Task list
1. List every phrase that the excerpt on growing string methods places inside parentheses.
2. Copy the passage of the excerpt on growing string methods that starts at the words "Take a look" and ends after the words "taking) (Figure 1).".

─── Excerpt to read ───

Take a look at "Items of Note and Advanced Options" section before setting up a GSM calculation!
As this is most likely the first time you have used the growing string methods, we would encourage you to spend a moment to learn how the software operates. We have included a very general overview of the method here. Depending on the method, the user input varies: for the single ended growing string method (SE-GSM) the starting structure and bonding changes (driving coordinates) are required, for the double ended growing string method (DE-GSM) the start and end structure are required (no bonding changes need to be input by the user). The method takes the input information and generates a string of “nodes”. These nodes represent various geometric conformations along the reaction tangent (the path that the reaction is taking) (Figure 1).

─── Data supplied ───

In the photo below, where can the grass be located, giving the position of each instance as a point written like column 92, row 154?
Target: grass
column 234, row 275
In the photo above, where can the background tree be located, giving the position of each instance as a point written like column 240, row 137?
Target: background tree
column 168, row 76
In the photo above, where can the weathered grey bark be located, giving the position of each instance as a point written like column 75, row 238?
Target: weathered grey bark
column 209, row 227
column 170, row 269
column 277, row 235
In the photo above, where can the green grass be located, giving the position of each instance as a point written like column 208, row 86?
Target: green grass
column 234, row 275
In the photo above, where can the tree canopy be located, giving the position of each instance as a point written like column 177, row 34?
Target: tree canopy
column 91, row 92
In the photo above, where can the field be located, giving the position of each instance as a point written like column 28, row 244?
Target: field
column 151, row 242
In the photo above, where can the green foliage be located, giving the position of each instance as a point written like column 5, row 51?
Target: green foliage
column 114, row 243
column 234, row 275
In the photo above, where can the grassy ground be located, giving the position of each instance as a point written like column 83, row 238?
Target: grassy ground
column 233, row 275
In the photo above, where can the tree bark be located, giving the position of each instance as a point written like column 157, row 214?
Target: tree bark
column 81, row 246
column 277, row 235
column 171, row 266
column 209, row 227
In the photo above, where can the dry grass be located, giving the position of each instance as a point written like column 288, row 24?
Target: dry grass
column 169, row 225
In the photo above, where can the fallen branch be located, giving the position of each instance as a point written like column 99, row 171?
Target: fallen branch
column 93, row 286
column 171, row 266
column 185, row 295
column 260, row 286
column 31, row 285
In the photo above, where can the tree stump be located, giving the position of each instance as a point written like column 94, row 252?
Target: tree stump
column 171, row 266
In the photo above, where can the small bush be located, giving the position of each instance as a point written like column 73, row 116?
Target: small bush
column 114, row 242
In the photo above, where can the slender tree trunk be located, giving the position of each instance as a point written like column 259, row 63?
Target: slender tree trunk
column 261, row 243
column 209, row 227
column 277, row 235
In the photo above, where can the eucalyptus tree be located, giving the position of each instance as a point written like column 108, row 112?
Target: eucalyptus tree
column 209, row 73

───

Expected outputs
1.
1. SE-GSM
2. driving coordinates
3. DE-GSM
4. no bonding changes need to be input by the user
5. the path that the reaction is taking
6. Figure 1

2.
Take a look at "Items of Note and Advanced Options" section before setting up a GSM calculation!
As this is most likely the first time you have used the growing string methods, we would encourage you to spend a moment to learn how the software operates. We have included a very general overview of the method here. Depending on the method, the user input varies: for the single ended growing string method (SE-GSM) the starting structure and bonding changes (driving coordinates) are required, for the double ended growing string method (DE-GSM) the start and end structure are required (no bonding changes need to be input by the user). The method takes the input information and generates a string of “nodes”. These nodes represent various geometric conformations along the reaction tangent (the path that the reaction is taking) (Figure 1).